_Work instructions_
Repeat every item below verbatim, leaving out the pictures.
BEGIN Dataset entries
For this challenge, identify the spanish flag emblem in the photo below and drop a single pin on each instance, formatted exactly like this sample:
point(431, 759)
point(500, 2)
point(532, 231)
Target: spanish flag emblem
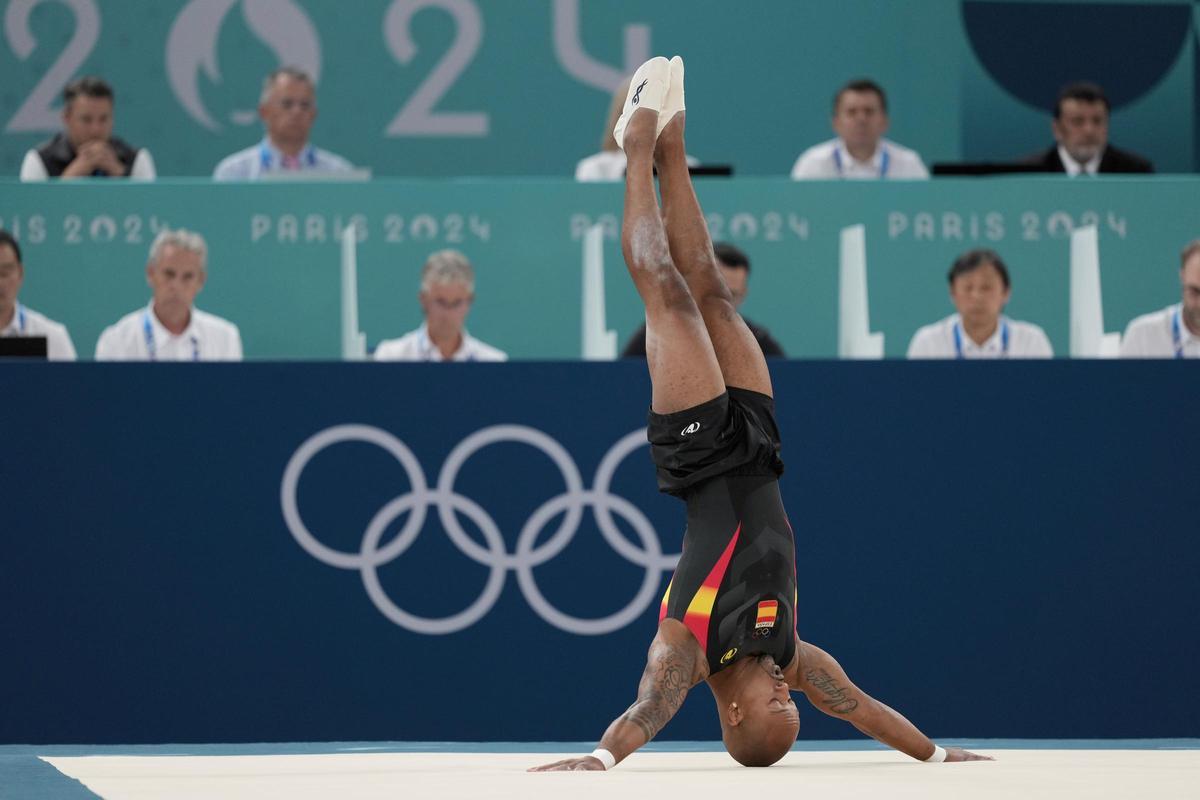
point(767, 612)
END Dataset entries
_The answer_
For this challenge, identify the spanish flag emblem in the photo below and drop a single pin on each instance, formatted exactly like this sample:
point(431, 759)
point(500, 2)
point(532, 231)
Target: spanish flag emblem
point(767, 612)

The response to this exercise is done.